[[ Record set open ]]
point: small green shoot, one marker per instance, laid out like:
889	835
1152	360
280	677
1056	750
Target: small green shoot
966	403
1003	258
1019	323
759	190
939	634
[[ Record set closed ]]
• _What is being asked_
From the first line to the last, write out the listing exactly.

• _Solution to this task_
point: small green shoot, one marker per instance, laid out like:
889	835
1152	360
280	677
1056	750
Target: small green shoot
966	403
1003	258
1019	323
759	190
939	634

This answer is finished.